Copy each of the rows below word for word, keeping every line and number unchanged.

··· RECORDS SHOWN ···

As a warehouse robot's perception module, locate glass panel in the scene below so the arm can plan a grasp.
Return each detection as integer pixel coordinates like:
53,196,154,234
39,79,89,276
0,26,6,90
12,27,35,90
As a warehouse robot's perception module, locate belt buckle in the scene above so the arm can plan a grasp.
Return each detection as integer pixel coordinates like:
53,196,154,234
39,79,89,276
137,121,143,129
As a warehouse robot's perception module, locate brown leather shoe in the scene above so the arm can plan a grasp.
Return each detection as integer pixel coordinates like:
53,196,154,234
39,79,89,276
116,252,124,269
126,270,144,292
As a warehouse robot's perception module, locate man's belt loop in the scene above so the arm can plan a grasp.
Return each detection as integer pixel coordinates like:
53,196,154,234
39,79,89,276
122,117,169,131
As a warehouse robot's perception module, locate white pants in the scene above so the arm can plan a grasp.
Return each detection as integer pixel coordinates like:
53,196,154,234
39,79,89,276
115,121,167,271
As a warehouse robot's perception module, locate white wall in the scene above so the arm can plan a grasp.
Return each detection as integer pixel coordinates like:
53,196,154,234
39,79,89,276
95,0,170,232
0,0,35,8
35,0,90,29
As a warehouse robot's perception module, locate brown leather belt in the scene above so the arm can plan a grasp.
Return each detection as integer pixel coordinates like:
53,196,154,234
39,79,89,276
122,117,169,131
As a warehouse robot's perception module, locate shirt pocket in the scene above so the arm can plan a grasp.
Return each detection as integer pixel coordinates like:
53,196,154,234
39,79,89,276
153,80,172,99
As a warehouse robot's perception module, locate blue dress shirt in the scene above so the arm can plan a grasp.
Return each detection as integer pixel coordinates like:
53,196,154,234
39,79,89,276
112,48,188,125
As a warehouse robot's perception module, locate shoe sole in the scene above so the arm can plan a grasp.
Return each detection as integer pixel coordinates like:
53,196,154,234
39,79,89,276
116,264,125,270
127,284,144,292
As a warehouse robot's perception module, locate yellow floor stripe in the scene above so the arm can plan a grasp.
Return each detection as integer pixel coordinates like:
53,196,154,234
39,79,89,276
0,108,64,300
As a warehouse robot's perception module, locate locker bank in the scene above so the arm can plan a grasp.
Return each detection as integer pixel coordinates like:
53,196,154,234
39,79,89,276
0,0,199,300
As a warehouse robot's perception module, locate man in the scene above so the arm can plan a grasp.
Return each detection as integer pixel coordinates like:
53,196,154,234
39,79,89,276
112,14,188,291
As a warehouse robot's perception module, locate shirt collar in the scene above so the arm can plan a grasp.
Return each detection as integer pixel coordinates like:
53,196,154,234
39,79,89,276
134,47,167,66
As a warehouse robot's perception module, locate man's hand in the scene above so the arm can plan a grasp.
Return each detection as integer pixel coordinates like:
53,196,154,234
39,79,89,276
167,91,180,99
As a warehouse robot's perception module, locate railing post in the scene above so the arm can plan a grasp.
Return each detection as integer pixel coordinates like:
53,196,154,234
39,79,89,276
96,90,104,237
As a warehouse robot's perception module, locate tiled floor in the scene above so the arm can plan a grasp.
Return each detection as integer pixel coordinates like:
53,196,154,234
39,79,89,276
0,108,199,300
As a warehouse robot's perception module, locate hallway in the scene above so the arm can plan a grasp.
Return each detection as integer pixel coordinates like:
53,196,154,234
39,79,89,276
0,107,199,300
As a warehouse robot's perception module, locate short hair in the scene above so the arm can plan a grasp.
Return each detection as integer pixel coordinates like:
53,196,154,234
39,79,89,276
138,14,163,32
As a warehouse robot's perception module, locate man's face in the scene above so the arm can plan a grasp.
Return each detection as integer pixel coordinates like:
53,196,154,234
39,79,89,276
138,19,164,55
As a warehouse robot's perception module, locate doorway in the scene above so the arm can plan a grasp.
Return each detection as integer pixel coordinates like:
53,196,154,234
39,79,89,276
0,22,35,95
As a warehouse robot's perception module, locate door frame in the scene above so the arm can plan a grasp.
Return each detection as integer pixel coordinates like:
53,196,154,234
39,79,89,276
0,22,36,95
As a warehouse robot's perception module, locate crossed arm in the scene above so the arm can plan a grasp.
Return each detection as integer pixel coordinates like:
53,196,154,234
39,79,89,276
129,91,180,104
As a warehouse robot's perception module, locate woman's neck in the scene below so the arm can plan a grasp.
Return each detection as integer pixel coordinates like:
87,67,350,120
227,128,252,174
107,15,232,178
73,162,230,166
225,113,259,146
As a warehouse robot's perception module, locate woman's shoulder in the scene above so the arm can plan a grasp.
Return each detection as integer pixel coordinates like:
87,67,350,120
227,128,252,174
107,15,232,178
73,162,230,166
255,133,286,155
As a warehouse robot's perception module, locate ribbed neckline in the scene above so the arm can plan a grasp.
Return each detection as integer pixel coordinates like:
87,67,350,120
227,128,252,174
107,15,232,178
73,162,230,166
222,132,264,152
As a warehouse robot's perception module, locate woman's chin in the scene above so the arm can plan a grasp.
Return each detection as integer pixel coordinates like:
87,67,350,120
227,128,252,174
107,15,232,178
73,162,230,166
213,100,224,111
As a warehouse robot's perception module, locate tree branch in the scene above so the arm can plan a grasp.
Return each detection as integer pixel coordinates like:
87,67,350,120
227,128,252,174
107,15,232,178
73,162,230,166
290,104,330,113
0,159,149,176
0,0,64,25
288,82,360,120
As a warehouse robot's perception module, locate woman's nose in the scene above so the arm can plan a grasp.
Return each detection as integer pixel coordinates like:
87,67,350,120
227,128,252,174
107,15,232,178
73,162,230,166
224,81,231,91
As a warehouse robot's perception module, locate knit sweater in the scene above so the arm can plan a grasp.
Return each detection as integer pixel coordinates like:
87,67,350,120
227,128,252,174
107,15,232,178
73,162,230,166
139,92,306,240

···

### CORRECT OUTPUT
As a warehouse robot's perception module, locate glass panel in the scene below so the arm can plan a grasp.
Return each detection as integer pixel coordinates like:
53,196,154,234
39,79,89,276
0,26,6,90
12,27,35,90
As a warehouse robot's perception module, locate belt buckle in the scene above so the arm can plan a grasp.
Return each detection as integer pixel coordinates like:
53,196,154,234
39,79,89,276
137,121,143,129
As a warehouse robot's perception module, locate brown leather shoe in the scene above so the arm can plan a grasp.
Return each detection as integer pixel coordinates like:
53,196,154,234
39,79,89,276
116,252,124,269
126,270,144,292
As a warehouse robot's perception module, locate man's belt loop in the scene above so the arm can plan a grasp.
Return each detection as integer pixel coordinates like:
53,196,154,234
39,79,89,276
122,117,169,131
As a warehouse robot's perception module, locate white pants in the scene above so the arm can plan a grasp.
Return each detection as integer pixel coordinates like:
53,196,154,234
39,79,89,276
115,121,167,271
As a warehouse robot's perception module, locate white wall in the scene above so the arm can plan a grasp.
Return each detection as integer pixel coordinates like:
53,196,154,234
39,79,89,276
95,0,170,232
0,0,35,8
35,0,90,29
As a warehouse robot's perception module, locate brown leather belt in the scene above so the arm can plan a grasp.
Return each detection as integer pixel coordinates like:
53,196,154,234
39,79,89,276
122,117,169,131
As a warehouse robot's perception module, locate shirt pocket in the scene above so the arm can plan a grasp.
Return each detection as integer pixel coordinates like:
53,196,154,234
39,79,89,276
153,80,172,99
As a warehouse robot's perception module, locate blue dress shirt in the scene above so the arm can plan a grasp.
Return each detection as integer pixel coordinates like:
53,196,154,234
39,79,89,276
112,48,188,125
As a warehouse robot's perception module, locate shoe sole in the scene above so the arm can plan a grasp.
Return each detection as integer pixel coordinates like:
53,196,154,234
39,79,89,276
116,264,125,270
127,284,144,292
As a warehouse robot's perception module, locate yellow floor stripe in the scene above so the arm can plan a grasp.
Return each detection as integer pixel coordinates like:
53,196,154,234
39,79,89,276
0,108,64,300
As a warehouse robot's perception module, locate locker bank in the scene above so the arm can plan a grasp.
Return each detection as integer pixel coordinates like:
53,196,154,234
39,79,89,276
0,0,199,300
As a warehouse robot's perception module, locate man in the scene above so the arm can plan a grasp.
Return each detection as integer pixel coordinates like:
53,196,154,234
39,79,89,276
112,14,188,291
As a warehouse robot's perception module, locate shirt collar in the scene above so the arm can plan a grasp.
Return each detection as integer pixel coordinates like:
53,196,154,234
39,79,89,276
134,47,167,66
As a warehouse robot's perception module, locate man's hand in the scene above so the arm can plan a grasp.
Return each detection as integer pixel coordinates like:
53,196,154,234
39,79,89,276
167,91,180,99
As a warehouse robot's perception module, locate railing post in the scene above so the arm can plan a grasp.
Return each detection as integer pixel coordinates like:
53,196,154,234
39,79,89,276
96,90,104,237
As a warehouse robot's perception module, locate tiled floor in the scene above so the arm can plan a grasp.
Return each detection as integer pixel coordinates like:
53,196,154,234
39,79,89,276
0,108,199,300
As a warehouse robot's perception module, locate hallway in the scene above so the arm can plan a grasp.
Return each detection as integer pixel coordinates like:
53,196,154,234
39,79,89,276
0,107,199,300
As a warehouse robot's perception module, locate short hair in the scene above so the arm can plan a grasp.
Return each detection as integer pixel coordinates like:
53,196,154,234
39,79,89,276
138,14,163,32
As a warehouse robot's perception module, locate man's face in the scene above so the arm can plan a grasp.
Return each detection as integer pixel coordinates like:
53,196,154,234
39,79,89,276
138,19,164,55
As a warehouse robot's perception module, locate doorway in the scene above so the arm can plan a grasp.
Return each detection as integer pixel coordinates like:
53,196,154,234
39,79,89,276
0,22,35,95
As a warehouse robot's perception module, locate door frame in the scene above so the arm can plan a grasp.
Return each detection as integer pixel coordinates like:
53,196,154,234
39,79,89,276
0,22,36,95
As a warehouse robot's perception module, locate crossed arm in the scene above so the arm can plan a grasp.
Return each detection as integer pixel coordinates like:
53,196,154,234
39,79,89,276
129,91,180,104
As a warehouse robot's perception module, locate woman's neck in the scene below so the arm can plan a grasp.
Return each detection as integer pixel coordinates like:
87,67,350,120
227,128,252,174
107,15,232,178
73,162,230,166
225,113,259,146
As a warehouse robot's perception module, locate woman's shoulder in the scene above so the arm can plan a grasp.
Return each detection as integer pixel coordinates like:
87,67,350,120
227,128,252,174
107,15,232,178
73,162,230,166
255,133,286,155
As a warehouse robot's perception module, locate ribbed neckline in the scene above so the arm can plan a grasp.
Return each detection as integer pixel coordinates like:
87,67,350,120
227,128,252,174
107,15,232,178
73,162,230,166
222,132,264,152
As a warehouse robot's perception module, locate woman's chin in the scene above so the arm can plan a grasp.
Return each detection as integer pixel coordinates like:
87,67,350,120
227,128,252,174
107,15,232,178
73,162,230,166
213,100,224,111
As a warehouse robot's perception module, locate tree branch in the scene above so the arm can plan a grasp.
Return each detection as integer pixel coordinates like:
87,67,350,120
227,128,252,174
107,15,232,178
73,162,230,166
290,104,330,113
0,159,149,176
0,0,64,25
288,82,360,120
As a warehouse robot's perception module, locate woman's nose in the scene above so the arm can plan a grasp.
Return each detection as integer pixel coordinates like:
87,67,350,120
227,128,252,174
107,15,232,178
73,162,230,166
224,81,231,91
As a warehouse robot's perception module, locate knit sweater in the scene above so the arm can plan a grasp.
Return each detection as integer pixel coordinates like:
87,67,350,120
227,128,252,174
107,15,232,178
73,162,230,166
139,92,306,240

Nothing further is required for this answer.